» EXERCISE GOAL
Below are records to be reproduced exactly and in full.

» PROVIDED DATA
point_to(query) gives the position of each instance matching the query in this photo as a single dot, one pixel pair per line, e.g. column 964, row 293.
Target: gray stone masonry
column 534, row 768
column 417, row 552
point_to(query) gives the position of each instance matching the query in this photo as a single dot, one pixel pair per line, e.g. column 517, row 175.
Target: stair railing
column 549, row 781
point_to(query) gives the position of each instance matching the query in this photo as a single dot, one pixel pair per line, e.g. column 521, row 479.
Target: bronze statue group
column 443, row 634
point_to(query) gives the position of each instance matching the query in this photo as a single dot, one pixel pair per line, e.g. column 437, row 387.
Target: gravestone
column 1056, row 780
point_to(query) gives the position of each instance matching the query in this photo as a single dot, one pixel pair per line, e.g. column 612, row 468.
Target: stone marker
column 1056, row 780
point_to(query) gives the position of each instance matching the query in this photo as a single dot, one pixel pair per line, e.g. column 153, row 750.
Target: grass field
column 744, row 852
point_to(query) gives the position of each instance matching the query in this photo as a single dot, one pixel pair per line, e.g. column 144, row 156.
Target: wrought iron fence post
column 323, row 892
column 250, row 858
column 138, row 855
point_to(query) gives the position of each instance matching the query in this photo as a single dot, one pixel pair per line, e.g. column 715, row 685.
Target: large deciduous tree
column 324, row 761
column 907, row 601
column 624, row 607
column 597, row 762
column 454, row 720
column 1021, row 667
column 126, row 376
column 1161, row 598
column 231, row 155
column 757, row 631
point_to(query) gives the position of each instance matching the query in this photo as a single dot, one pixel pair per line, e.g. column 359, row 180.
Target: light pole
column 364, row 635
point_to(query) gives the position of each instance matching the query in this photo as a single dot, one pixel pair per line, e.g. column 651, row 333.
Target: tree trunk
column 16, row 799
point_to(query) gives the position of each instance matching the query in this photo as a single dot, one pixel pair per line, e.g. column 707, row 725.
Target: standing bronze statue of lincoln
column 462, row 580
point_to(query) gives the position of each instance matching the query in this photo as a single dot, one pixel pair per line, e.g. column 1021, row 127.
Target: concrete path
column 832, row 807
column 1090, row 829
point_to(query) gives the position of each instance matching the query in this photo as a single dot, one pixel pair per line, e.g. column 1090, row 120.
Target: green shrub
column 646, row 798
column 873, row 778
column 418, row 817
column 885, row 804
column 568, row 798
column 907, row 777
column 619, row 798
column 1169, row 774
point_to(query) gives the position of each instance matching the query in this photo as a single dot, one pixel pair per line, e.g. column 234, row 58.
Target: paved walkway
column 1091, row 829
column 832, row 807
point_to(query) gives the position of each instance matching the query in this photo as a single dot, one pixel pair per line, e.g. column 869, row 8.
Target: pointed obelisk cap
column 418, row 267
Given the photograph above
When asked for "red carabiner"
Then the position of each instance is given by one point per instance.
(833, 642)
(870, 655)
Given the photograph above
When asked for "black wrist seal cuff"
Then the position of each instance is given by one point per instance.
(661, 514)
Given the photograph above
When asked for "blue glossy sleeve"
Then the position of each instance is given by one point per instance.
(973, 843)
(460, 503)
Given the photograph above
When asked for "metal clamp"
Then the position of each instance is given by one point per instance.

» WRITTEN ANSWER
point_to(query) gives the position of each instance matching the query in this photo as a single dot, one pixel pair per line, e.g. column 964, row 293.
Target: gray stone masonry
column 534, row 768
column 417, row 552
point_to(query) gives the position of each instance matching the query in this photo as a single dot, one pixel pair per line, e.g. column 517, row 175.
Target: stair railing
column 549, row 781
point_to(query) gives the position of each instance matching the query in this photo as a single dot, one pixel pair per line, e.g. column 521, row 479.
Target: bronze statue group
column 443, row 634
point_to(query) gives the position of each instance matching the query in this photo as a single dot, one pixel pair per line, e.g. column 437, row 387.
Target: gravestone
column 1056, row 780
point_to(query) gives the position of each instance matching the query in this photo as a single dot, one pixel pair per line, e.g. column 612, row 468.
Target: stone marker
column 1056, row 780
point_to(query) gives the position of each instance matching the query in this photo as a single dot, one pixel pair per line, e.g. column 153, row 750.
Target: grass field
column 744, row 852
point_to(query) gives the position of each instance matching the query in this photo as a single dot, one pixel pair per line, e.g. column 144, row 156.
Target: wrought iron fence post
column 323, row 892
column 250, row 858
column 138, row 855
point_to(query) gives the position of each instance matching the query in this photo as a single dot, one pixel pair per line, e.g. column 715, row 685.
Target: large deciduous tree
column 324, row 761
column 907, row 601
column 624, row 607
column 597, row 762
column 454, row 720
column 1021, row 667
column 126, row 376
column 1161, row 598
column 231, row 155
column 757, row 631
point_to(query) gives the position of each instance matching the query in this photo as a single dot, one pixel pair per line, e.g. column 359, row 180.
Target: light pole
column 364, row 635
point_to(query) gives the position of each instance matching the query in this photo as a single dot, one pixel pair per line, e.g. column 651, row 333.
Target: tree trunk
column 16, row 799
point_to(query) gives the position of each instance matching the query in this photo as a single dot, one pixel pair per line, e.g. column 707, row 725.
Target: standing bronze statue of lincoln
column 462, row 580
point_to(query) gives the position of each instance matching the query in this photo as a single dot, one pixel pair per line, e.g. column 1021, row 127.
Target: concrete path
column 832, row 807
column 1090, row 829
point_to(query) gives the position of each instance matching the query in this photo as a single dot, one pixel pair per line, e.g. column 1090, row 120.
Target: green shrub
column 646, row 798
column 873, row 778
column 418, row 817
column 885, row 804
column 568, row 798
column 907, row 777
column 619, row 798
column 1169, row 774
point_to(query) gives the position of each instance matching the query in this photo as a single dot, one pixel pair per line, e.g. column 234, row 58.
Target: paved walkway
column 1091, row 829
column 832, row 807
point_to(query) gives the position of each instance matching the query in this photo as a single dot, one pixel pair per line, e.g. column 869, row 8.
Target: pointed obelisk cap
column 418, row 267
Given the photograph above
When asked for "red carabiner"
Then the position of each instance is given by one point per instance.
(833, 642)
(870, 655)
Given the photograph above
When asked for "black wrist seal cuff"
Then the position of each instance is given by one point per instance.
(661, 514)
Given the photograph above
When asked for "blue glossy sleeve"
Then the position of each instance is given by one point per instance.
(973, 843)
(460, 503)
Given the photograph above
When asked for "metal clamp"
Then the position of each instance is given by one point per instance.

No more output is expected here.